### Data lines
━━━━━━

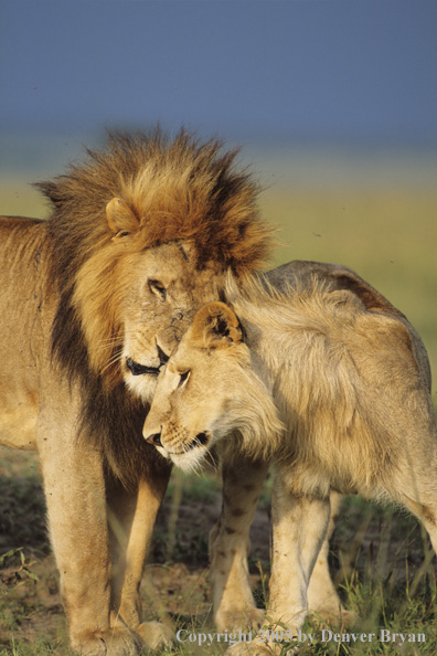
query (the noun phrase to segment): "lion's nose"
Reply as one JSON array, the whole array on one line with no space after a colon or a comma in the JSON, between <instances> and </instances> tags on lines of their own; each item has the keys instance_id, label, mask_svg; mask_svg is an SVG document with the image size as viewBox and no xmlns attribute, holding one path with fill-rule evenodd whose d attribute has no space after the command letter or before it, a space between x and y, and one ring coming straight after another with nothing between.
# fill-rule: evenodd
<instances>
[{"instance_id":1,"label":"lion's nose","mask_svg":"<svg viewBox=\"0 0 437 656\"><path fill-rule=\"evenodd\" d=\"M158 349L159 363L161 367L163 367L169 361L170 356L164 353L164 351L161 349L161 347L158 343L157 343L157 349Z\"/></svg>"},{"instance_id":2,"label":"lion's nose","mask_svg":"<svg viewBox=\"0 0 437 656\"><path fill-rule=\"evenodd\" d=\"M153 444L154 446L162 446L161 444L161 433L153 433L146 438L146 442L149 444Z\"/></svg>"}]
</instances>

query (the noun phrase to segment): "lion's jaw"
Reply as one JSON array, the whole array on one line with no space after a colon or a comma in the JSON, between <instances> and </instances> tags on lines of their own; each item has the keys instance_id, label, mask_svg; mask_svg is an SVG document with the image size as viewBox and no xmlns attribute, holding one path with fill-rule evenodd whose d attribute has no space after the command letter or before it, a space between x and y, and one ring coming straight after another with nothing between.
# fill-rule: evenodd
<instances>
[{"instance_id":1,"label":"lion's jaw","mask_svg":"<svg viewBox=\"0 0 437 656\"><path fill-rule=\"evenodd\" d=\"M171 242L137 254L138 276L125 301L120 366L126 387L150 402L158 374L191 324L195 310L217 296L222 272L196 272L190 242ZM193 275L193 273L195 274Z\"/></svg>"},{"instance_id":2,"label":"lion's jaw","mask_svg":"<svg viewBox=\"0 0 437 656\"><path fill-rule=\"evenodd\" d=\"M215 328L225 335L209 348L193 321L159 375L143 426L145 438L184 470L211 459L212 448L232 454L244 445L251 454L263 445L267 451L265 436L283 430L247 346L232 339L225 321Z\"/></svg>"}]
</instances>

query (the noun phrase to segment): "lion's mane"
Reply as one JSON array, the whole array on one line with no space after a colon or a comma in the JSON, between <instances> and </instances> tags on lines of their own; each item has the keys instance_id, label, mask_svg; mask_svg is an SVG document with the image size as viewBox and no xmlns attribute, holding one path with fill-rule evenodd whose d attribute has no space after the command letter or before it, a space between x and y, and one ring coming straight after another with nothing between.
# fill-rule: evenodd
<instances>
[{"instance_id":1,"label":"lion's mane","mask_svg":"<svg viewBox=\"0 0 437 656\"><path fill-rule=\"evenodd\" d=\"M130 396L117 362L107 367L103 343L120 348L119 263L132 252L174 240L195 245L198 269L214 264L236 276L257 269L270 230L257 215L257 184L235 169L237 150L200 144L181 130L174 140L159 129L147 136L109 134L106 150L87 150L81 165L38 187L53 205L47 229L58 306L53 357L84 391L83 434L125 482L154 459L141 438L143 404ZM120 198L138 222L135 239L114 242L105 209ZM81 284L78 284L81 281ZM114 357L114 361L116 358ZM147 451L147 454L146 454ZM147 455L147 457L145 457Z\"/></svg>"}]
</instances>

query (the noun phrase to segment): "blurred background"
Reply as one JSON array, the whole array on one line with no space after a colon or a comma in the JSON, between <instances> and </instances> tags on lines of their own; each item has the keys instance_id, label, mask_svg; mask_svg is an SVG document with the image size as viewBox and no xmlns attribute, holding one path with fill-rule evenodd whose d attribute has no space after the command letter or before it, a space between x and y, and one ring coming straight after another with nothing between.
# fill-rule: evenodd
<instances>
[{"instance_id":1,"label":"blurred background","mask_svg":"<svg viewBox=\"0 0 437 656\"><path fill-rule=\"evenodd\" d=\"M30 183L62 173L84 145L103 147L107 128L159 121L170 135L183 125L218 136L242 146L263 186L262 213L278 226L271 266L300 258L354 268L416 326L437 379L436 0L0 0L0 212L45 216ZM0 554L12 549L17 560L7 578L0 571L10 592L0 595L0 656L67 653L40 484L33 454L0 449ZM258 603L268 489L252 529ZM191 617L203 626L220 507L217 477L172 477L149 617L182 613L180 626ZM425 572L420 533L412 518L392 517L348 499L330 557L335 582L347 607L393 631L425 627L426 653L437 653L435 583L424 601L412 592L420 579L408 588ZM414 607L404 603L411 592Z\"/></svg>"},{"instance_id":2,"label":"blurred background","mask_svg":"<svg viewBox=\"0 0 437 656\"><path fill-rule=\"evenodd\" d=\"M242 145L279 226L271 265L345 264L437 370L435 0L0 2L0 208L106 128ZM436 393L434 393L436 400Z\"/></svg>"}]
</instances>

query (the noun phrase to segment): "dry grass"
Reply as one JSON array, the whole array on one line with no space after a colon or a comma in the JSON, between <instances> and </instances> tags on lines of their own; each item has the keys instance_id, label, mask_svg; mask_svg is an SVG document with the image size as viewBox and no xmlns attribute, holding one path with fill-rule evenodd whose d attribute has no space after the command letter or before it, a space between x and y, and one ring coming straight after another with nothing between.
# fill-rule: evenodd
<instances>
[{"instance_id":1,"label":"dry grass","mask_svg":"<svg viewBox=\"0 0 437 656\"><path fill-rule=\"evenodd\" d=\"M0 208L3 213L18 215L44 216L46 212L38 192L20 179L0 183ZM298 258L337 262L352 267L404 311L422 335L431 368L437 371L437 192L269 189L262 195L262 210L264 216L280 228L277 236L281 245L273 265ZM433 398L436 405L436 387ZM20 457L18 468L14 465L7 468L3 463L0 472L7 482L3 491L8 507L3 505L2 517L3 523L9 522L7 528L11 538L9 542L3 541L1 553L24 546L26 558L36 560L30 569L40 581L35 586L31 578L22 575L19 588L11 590L11 585L3 585L0 590L0 656L65 656L68 653L65 623L53 558L46 556L47 543L42 537L44 510L36 493L38 475L34 461L30 458L28 462L26 454L20 454ZM161 517L153 556L153 561L161 564L151 570L159 603L150 604L146 600L146 606L152 613L158 609L164 614L170 612L179 626L201 632L212 629L210 591L204 572L206 537L220 511L220 491L215 482L205 479L200 484L199 479L194 480L186 479L183 484L175 527L170 522L171 499ZM268 569L266 504L259 510L257 521L253 540L255 558L251 562L253 582L262 602L263 586L256 563L260 561L263 569ZM426 644L402 647L396 643L350 645L331 642L312 647L303 645L302 656L436 654L435 572L433 567L425 573L419 568L423 542L415 520L349 500L334 542L342 554L332 561L342 595L345 604L359 610L362 617L354 629L371 632L385 626L393 632L423 631ZM169 543L172 544L171 553ZM17 558L10 563L12 572L13 568L20 570L22 564L20 557ZM384 567L380 567L382 559ZM412 594L417 575L416 594ZM316 623L306 626L313 632L320 628ZM223 648L195 649L178 645L172 650L181 656L206 653L222 654Z\"/></svg>"}]
</instances>

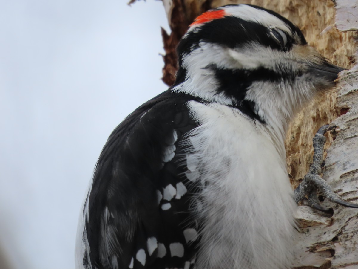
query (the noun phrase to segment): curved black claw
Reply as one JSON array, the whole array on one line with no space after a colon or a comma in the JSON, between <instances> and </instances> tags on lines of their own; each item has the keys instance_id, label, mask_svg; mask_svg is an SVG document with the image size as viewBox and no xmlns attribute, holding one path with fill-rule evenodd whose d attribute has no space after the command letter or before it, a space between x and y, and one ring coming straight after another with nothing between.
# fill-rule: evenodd
<instances>
[{"instance_id":1,"label":"curved black claw","mask_svg":"<svg viewBox=\"0 0 358 269\"><path fill-rule=\"evenodd\" d=\"M333 209L326 208L321 205L320 202L317 197L317 191L322 192L323 196L331 202L347 207L358 208L358 204L341 200L338 195L332 191L329 186L320 176L322 172L321 167L323 161L323 147L326 139L324 134L327 131L332 130L336 127L327 124L318 129L313 139L314 151L313 162L308 173L295 190L295 201L296 203L301 201L308 195L308 204L310 206L320 211L331 214L333 214Z\"/></svg>"},{"instance_id":2,"label":"curved black claw","mask_svg":"<svg viewBox=\"0 0 358 269\"><path fill-rule=\"evenodd\" d=\"M333 130L337 127L335 125L331 126L329 124L324 125L318 129L318 131L317 131L316 133L324 136L327 131L330 131L331 130Z\"/></svg>"},{"instance_id":3,"label":"curved black claw","mask_svg":"<svg viewBox=\"0 0 358 269\"><path fill-rule=\"evenodd\" d=\"M313 206L311 206L315 209L316 209L318 211L321 211L321 212L324 212L326 214L330 215L331 216L333 216L333 208L326 208L325 207L322 206L319 204L315 204Z\"/></svg>"},{"instance_id":4,"label":"curved black claw","mask_svg":"<svg viewBox=\"0 0 358 269\"><path fill-rule=\"evenodd\" d=\"M333 209L327 208L321 205L320 202L317 197L316 192L311 192L308 195L308 204L315 209L329 214L331 216L333 216Z\"/></svg>"},{"instance_id":5,"label":"curved black claw","mask_svg":"<svg viewBox=\"0 0 358 269\"><path fill-rule=\"evenodd\" d=\"M344 207L346 207L358 208L358 204L354 204L353 203L350 203L349 202L346 202L337 197L332 198L332 199L329 198L328 200L333 203L340 204L341 206L343 206Z\"/></svg>"}]
</instances>

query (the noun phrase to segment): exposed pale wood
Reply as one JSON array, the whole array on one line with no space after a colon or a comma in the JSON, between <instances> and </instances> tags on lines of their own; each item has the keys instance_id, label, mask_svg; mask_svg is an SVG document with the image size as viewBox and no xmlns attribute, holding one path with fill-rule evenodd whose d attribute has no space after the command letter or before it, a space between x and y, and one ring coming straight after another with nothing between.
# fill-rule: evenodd
<instances>
[{"instance_id":1,"label":"exposed pale wood","mask_svg":"<svg viewBox=\"0 0 358 269\"><path fill-rule=\"evenodd\" d=\"M324 178L344 199L358 202L358 65L353 67L357 61L355 36L358 35L354 31L358 29L357 0L163 0L172 30L168 35L162 30L167 53L163 80L169 85L174 81L177 68L175 47L189 24L202 12L228 4L250 4L278 12L298 25L308 43L324 56L352 69L339 79L337 100L335 90L326 93L297 115L286 146L288 171L295 188L311 163L314 133L334 121L340 131L328 134ZM358 268L358 209L324 203L333 207L332 217L304 205L299 207L295 268Z\"/></svg>"}]
</instances>

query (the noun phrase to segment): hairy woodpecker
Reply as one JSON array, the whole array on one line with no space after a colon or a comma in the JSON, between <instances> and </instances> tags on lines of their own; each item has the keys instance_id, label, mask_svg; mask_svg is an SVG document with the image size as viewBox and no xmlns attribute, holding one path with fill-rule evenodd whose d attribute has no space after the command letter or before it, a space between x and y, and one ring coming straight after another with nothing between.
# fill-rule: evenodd
<instances>
[{"instance_id":1,"label":"hairy woodpecker","mask_svg":"<svg viewBox=\"0 0 358 269\"><path fill-rule=\"evenodd\" d=\"M174 85L103 148L79 223L76 268L289 268L296 206L286 130L343 69L289 20L248 5L199 16L178 53Z\"/></svg>"}]
</instances>

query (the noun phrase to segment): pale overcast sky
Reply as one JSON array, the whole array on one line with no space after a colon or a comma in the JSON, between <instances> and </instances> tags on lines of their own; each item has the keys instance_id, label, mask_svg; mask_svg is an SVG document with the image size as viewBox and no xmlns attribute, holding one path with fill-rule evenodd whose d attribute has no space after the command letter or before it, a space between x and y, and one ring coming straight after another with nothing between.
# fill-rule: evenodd
<instances>
[{"instance_id":1,"label":"pale overcast sky","mask_svg":"<svg viewBox=\"0 0 358 269\"><path fill-rule=\"evenodd\" d=\"M73 269L101 150L165 90L161 1L0 0L0 247L16 269Z\"/></svg>"}]
</instances>

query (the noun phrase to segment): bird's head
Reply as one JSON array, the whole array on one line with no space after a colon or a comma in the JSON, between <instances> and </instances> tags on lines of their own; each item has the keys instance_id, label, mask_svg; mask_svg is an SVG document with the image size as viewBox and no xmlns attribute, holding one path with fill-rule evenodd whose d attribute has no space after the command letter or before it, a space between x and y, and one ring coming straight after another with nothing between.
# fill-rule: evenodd
<instances>
[{"instance_id":1,"label":"bird's head","mask_svg":"<svg viewBox=\"0 0 358 269\"><path fill-rule=\"evenodd\" d=\"M279 116L288 124L317 93L334 86L343 69L308 45L288 20L248 5L200 15L177 51L173 90L237 107L269 124Z\"/></svg>"}]
</instances>

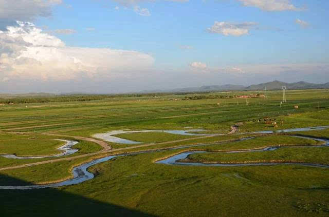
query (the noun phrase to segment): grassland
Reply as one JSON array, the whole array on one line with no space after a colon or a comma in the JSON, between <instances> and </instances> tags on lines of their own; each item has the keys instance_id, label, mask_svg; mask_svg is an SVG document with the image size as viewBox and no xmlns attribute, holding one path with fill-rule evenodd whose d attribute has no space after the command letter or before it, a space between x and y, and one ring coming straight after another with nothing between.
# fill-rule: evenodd
<instances>
[{"instance_id":1,"label":"grassland","mask_svg":"<svg viewBox=\"0 0 329 217\"><path fill-rule=\"evenodd\" d=\"M17 156L45 156L56 154L63 151L57 150L65 142L54 140L16 140L1 141L2 153L14 153Z\"/></svg>"},{"instance_id":2,"label":"grassland","mask_svg":"<svg viewBox=\"0 0 329 217\"><path fill-rule=\"evenodd\" d=\"M262 93L231 92L209 95L252 93ZM329 148L314 147L319 143L312 140L283 135L328 138L329 130L267 136L239 134L328 125L329 90L289 90L287 102L281 106L281 92L267 91L266 94L266 98L247 99L248 105L245 99L234 98L170 100L197 98L193 97L197 94L189 94L163 95L160 97L152 95L117 96L86 102L0 106L0 152L7 150L6 152L11 150L13 153L10 149L14 148L17 150L14 153L19 151L22 155L39 154L38 150L44 151L43 154L57 151L56 148L59 144L52 143L56 141L51 139L92 137L95 133L114 130L186 130L190 127L213 133L227 133L232 125L240 125L237 132L213 136L162 132L122 134L119 136L148 145L108 143L113 149L111 152L104 151L95 143L78 140L79 143L74 148L79 151L72 155L78 158L70 160L70 156L65 156L65 160L52 164L42 164L44 160L0 157L0 170L8 166L42 163L0 170L0 186L19 185L67 179L71 176L73 166L101 156L153 151L117 157L115 161L93 166L89 170L96 174L96 177L79 185L49 189L0 190L2 214L20 216L24 213L25 216L33 216L67 213L85 216L95 213L100 216L327 216L327 169L298 165L218 168L154 163L157 160L188 150L207 150L215 152L193 154L189 157L198 162L277 160L329 165ZM295 109L296 105L299 108ZM276 119L279 123L278 127L254 121L267 117ZM256 138L234 142L250 136ZM38 142L32 143L34 141ZM192 145L200 145L170 149ZM218 152L279 145L288 147L264 152ZM308 147L293 147L299 145ZM85 155L90 153L92 156Z\"/></svg>"}]
</instances>

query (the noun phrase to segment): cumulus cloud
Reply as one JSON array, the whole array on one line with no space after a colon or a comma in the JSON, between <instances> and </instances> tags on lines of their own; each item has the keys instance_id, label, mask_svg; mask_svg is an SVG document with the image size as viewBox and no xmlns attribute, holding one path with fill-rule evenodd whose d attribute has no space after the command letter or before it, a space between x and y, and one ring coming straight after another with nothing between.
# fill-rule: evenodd
<instances>
[{"instance_id":1,"label":"cumulus cloud","mask_svg":"<svg viewBox=\"0 0 329 217\"><path fill-rule=\"evenodd\" d=\"M92 32L93 31L95 31L95 28L94 28L94 27L87 27L87 28L86 28L86 30L88 31L88 32Z\"/></svg>"},{"instance_id":2,"label":"cumulus cloud","mask_svg":"<svg viewBox=\"0 0 329 217\"><path fill-rule=\"evenodd\" d=\"M209 28L208 30L210 32L222 34L225 36L240 36L248 34L249 30L257 25L254 22L235 23L215 21L214 25Z\"/></svg>"},{"instance_id":3,"label":"cumulus cloud","mask_svg":"<svg viewBox=\"0 0 329 217\"><path fill-rule=\"evenodd\" d=\"M142 73L154 62L135 51L66 46L32 23L17 24L0 31L0 81L125 77Z\"/></svg>"},{"instance_id":4,"label":"cumulus cloud","mask_svg":"<svg viewBox=\"0 0 329 217\"><path fill-rule=\"evenodd\" d=\"M295 21L295 23L298 25L299 25L301 27L303 28L308 27L309 25L308 22L307 22L304 21L302 21L301 19L297 19Z\"/></svg>"},{"instance_id":5,"label":"cumulus cloud","mask_svg":"<svg viewBox=\"0 0 329 217\"><path fill-rule=\"evenodd\" d=\"M53 32L57 34L63 34L64 35L71 35L77 32L77 30L72 29L57 29L53 31L51 31L50 32Z\"/></svg>"},{"instance_id":6,"label":"cumulus cloud","mask_svg":"<svg viewBox=\"0 0 329 217\"><path fill-rule=\"evenodd\" d=\"M151 13L147 8L140 8L139 6L135 6L134 11L138 15L141 16L151 16Z\"/></svg>"},{"instance_id":7,"label":"cumulus cloud","mask_svg":"<svg viewBox=\"0 0 329 217\"><path fill-rule=\"evenodd\" d=\"M179 49L181 50L192 50L194 48L190 45L180 45Z\"/></svg>"},{"instance_id":8,"label":"cumulus cloud","mask_svg":"<svg viewBox=\"0 0 329 217\"><path fill-rule=\"evenodd\" d=\"M290 0L239 0L245 6L255 7L267 11L296 11L300 10Z\"/></svg>"}]
</instances>

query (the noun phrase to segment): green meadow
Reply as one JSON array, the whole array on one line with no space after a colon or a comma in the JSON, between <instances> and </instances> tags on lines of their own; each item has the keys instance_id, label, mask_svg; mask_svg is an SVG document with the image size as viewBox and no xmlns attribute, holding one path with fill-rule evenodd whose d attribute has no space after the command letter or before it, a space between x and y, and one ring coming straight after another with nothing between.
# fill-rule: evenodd
<instances>
[{"instance_id":1,"label":"green meadow","mask_svg":"<svg viewBox=\"0 0 329 217\"><path fill-rule=\"evenodd\" d=\"M312 139L329 139L329 129L251 133L329 125L329 90L288 90L287 102L283 104L279 91L267 91L265 98L234 96L255 93L264 91L79 95L62 100L48 97L15 99L17 103L0 105L0 153L52 155L60 153L57 148L64 144L54 139L79 142L72 148L79 151L63 157L19 160L0 156L0 186L58 182L71 177L72 169L77 165L104 156L132 153L89 167L95 177L77 185L24 190L0 189L1 213L27 216L327 216L327 168L156 163L182 152L202 150L208 152L192 154L184 161L277 161L329 165L329 147L317 147L323 143ZM298 108L295 108L297 105ZM270 119L277 127L265 124L264 120ZM236 131L232 131L232 126L237 126ZM205 131L194 135L163 132L115 135L141 143L139 144L97 139L111 146L111 150L86 140L95 139L95 133L112 130L189 129ZM239 140L250 137L253 138ZM278 146L284 147L225 153ZM48 161L43 163L45 161Z\"/></svg>"}]
</instances>

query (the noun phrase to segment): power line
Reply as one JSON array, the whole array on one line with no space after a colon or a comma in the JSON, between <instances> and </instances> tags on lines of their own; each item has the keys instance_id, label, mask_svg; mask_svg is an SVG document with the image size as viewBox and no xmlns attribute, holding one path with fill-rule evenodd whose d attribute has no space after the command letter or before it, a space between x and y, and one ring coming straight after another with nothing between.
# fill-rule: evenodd
<instances>
[{"instance_id":1,"label":"power line","mask_svg":"<svg viewBox=\"0 0 329 217\"><path fill-rule=\"evenodd\" d=\"M287 98L286 98L286 90L287 90L287 87L286 87L285 86L283 86L282 90L283 91L283 96L282 97L282 103L286 103Z\"/></svg>"}]
</instances>

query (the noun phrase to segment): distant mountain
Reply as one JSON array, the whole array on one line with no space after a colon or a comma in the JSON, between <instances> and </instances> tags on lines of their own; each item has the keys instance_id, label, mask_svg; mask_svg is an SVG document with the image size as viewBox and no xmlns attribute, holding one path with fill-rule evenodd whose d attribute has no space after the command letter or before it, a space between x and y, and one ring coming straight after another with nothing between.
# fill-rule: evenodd
<instances>
[{"instance_id":1,"label":"distant mountain","mask_svg":"<svg viewBox=\"0 0 329 217\"><path fill-rule=\"evenodd\" d=\"M142 93L187 93L194 92L214 92L225 91L232 90L262 90L265 89L268 90L281 90L282 86L286 86L287 89L299 90L306 89L321 89L329 88L329 82L325 84L313 84L305 82L287 83L279 81L274 81L271 82L252 85L248 87L243 85L210 85L203 86L199 87L187 87L184 88L177 88L171 90L144 90L141 91Z\"/></svg>"},{"instance_id":2,"label":"distant mountain","mask_svg":"<svg viewBox=\"0 0 329 217\"><path fill-rule=\"evenodd\" d=\"M213 92L229 90L243 90L245 87L243 85L210 85L203 86L199 87L187 87L185 88L177 88L171 90L143 90L142 93L188 93L193 92Z\"/></svg>"},{"instance_id":3,"label":"distant mountain","mask_svg":"<svg viewBox=\"0 0 329 217\"><path fill-rule=\"evenodd\" d=\"M305 82L287 83L285 82L280 82L279 81L275 81L273 82L268 82L266 83L251 85L249 87L246 87L246 90L264 90L265 89L265 87L266 87L266 89L267 90L281 90L282 88L282 86L286 86L287 87L287 89L290 90L329 88L329 83L320 84L309 83Z\"/></svg>"}]
</instances>

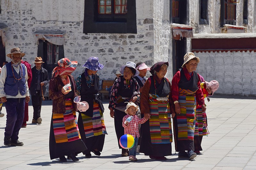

━━━━━━

### Exercise description
From the items above, pull out and copy each line that contains the string "head". Case counts.

### Task answer
query (the noun phrase to segment): bird's head
[{"instance_id":1,"label":"bird's head","mask_svg":"<svg viewBox=\"0 0 358 269\"><path fill-rule=\"evenodd\" d=\"M279 116L288 124L317 93L334 86L343 69L308 45L288 20L248 5L200 15L177 51L173 90L237 107L269 124Z\"/></svg>"}]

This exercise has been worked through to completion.